Aim: Convert the part of the items that opens with the line containing "Annotate the white barracks" and runs through the last line into a numbered list, omitting blank lines and leaving out everything before that part.

___ Given data

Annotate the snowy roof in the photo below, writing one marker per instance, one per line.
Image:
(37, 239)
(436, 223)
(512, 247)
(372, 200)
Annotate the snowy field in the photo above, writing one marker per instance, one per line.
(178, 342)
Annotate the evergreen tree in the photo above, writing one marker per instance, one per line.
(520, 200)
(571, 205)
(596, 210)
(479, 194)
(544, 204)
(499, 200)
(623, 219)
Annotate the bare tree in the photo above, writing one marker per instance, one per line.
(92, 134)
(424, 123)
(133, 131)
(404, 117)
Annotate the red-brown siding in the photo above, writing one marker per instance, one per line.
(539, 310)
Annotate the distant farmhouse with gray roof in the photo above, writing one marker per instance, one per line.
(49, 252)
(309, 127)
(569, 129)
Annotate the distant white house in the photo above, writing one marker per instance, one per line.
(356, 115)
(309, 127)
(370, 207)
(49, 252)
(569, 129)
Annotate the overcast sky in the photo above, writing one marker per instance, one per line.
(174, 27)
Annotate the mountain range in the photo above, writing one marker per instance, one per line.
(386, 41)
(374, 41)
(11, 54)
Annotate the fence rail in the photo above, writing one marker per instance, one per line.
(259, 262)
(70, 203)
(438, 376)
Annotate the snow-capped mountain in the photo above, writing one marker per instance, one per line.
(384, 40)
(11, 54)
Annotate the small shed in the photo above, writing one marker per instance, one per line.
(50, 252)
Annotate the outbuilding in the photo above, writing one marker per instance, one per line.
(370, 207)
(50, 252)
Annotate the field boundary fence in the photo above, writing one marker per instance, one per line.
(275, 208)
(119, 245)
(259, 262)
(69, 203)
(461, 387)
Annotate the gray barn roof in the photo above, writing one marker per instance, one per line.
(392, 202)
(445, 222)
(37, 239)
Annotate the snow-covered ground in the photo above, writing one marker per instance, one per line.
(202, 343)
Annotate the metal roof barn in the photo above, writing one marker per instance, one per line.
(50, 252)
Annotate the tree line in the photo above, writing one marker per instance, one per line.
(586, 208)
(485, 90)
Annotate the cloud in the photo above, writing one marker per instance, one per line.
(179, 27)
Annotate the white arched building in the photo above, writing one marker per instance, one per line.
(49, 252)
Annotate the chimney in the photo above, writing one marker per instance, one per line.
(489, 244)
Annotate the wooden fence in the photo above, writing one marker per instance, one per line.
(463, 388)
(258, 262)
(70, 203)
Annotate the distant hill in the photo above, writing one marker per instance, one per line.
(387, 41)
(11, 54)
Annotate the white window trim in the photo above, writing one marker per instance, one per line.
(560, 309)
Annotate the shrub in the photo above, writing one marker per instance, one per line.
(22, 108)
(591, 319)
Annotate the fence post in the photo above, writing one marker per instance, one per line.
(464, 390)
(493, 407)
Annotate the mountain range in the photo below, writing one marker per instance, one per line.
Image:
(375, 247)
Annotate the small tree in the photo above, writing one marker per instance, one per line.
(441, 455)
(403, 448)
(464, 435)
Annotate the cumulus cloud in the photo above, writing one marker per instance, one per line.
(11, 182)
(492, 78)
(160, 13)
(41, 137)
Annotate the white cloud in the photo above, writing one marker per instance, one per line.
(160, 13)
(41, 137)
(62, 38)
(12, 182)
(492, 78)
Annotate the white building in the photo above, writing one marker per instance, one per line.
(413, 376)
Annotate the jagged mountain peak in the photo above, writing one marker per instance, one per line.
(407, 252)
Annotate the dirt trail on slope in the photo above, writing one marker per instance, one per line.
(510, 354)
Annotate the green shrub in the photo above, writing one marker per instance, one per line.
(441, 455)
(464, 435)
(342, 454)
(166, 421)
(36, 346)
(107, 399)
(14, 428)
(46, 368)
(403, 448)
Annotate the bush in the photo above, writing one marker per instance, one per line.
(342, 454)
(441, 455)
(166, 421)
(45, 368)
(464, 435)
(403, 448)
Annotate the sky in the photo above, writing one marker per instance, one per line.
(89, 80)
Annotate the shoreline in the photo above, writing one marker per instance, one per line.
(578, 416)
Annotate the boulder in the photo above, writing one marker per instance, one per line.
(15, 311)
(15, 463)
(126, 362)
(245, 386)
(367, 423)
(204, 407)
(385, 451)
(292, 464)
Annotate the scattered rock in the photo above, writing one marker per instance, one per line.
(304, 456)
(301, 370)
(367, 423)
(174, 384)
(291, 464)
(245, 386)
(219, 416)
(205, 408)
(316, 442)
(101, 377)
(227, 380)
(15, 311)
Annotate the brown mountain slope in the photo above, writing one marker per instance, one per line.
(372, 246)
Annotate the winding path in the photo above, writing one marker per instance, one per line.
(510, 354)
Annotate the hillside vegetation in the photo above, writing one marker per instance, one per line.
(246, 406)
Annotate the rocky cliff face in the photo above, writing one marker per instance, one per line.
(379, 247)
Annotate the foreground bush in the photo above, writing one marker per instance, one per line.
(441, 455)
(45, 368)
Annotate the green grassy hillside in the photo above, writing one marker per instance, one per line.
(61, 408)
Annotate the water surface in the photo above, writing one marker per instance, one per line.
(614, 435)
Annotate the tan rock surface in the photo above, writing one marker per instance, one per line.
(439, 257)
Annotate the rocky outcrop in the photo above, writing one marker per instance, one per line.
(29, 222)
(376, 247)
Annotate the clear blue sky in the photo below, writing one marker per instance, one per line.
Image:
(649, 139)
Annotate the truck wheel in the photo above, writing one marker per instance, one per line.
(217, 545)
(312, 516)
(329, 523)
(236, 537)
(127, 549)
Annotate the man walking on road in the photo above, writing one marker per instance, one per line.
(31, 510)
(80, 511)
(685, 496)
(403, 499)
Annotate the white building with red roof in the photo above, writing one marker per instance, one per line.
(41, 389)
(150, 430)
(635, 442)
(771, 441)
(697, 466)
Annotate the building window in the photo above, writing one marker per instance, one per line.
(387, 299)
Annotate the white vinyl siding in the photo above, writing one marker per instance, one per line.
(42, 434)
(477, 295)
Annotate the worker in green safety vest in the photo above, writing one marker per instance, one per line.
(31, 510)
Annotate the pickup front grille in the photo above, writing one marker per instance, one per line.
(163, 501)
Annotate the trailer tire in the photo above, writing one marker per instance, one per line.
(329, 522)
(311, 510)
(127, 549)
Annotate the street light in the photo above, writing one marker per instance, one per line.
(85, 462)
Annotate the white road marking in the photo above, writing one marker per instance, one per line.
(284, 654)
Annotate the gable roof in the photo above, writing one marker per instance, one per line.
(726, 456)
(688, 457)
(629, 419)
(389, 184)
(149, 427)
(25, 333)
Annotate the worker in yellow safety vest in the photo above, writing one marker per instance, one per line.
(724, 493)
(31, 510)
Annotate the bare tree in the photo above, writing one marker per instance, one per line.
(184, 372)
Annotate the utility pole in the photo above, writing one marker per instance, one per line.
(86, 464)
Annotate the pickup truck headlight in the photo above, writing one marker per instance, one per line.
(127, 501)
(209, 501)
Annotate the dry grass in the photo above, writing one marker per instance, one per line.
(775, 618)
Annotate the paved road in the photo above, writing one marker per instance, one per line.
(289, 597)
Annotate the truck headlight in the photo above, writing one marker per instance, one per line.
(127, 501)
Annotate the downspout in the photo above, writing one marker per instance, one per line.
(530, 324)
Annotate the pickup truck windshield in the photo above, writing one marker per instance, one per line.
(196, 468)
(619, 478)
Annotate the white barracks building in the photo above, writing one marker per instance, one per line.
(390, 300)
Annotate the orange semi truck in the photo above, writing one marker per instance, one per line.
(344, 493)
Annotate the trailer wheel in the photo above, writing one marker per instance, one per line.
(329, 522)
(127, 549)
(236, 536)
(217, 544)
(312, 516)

______

Written solution:
1. Annotate the white barracks building in the photo above, writing one marker per instance, one per line.
2. (390, 300)
3. Annotate the orange semi truck in the photo above, writing one marker per instance, one per line.
4. (344, 493)
5. Annotate the trailer wheel in the photo above, writing one marker per instance, one per line.
6. (329, 522)
7. (127, 549)
8. (236, 536)
9. (217, 544)
10. (312, 516)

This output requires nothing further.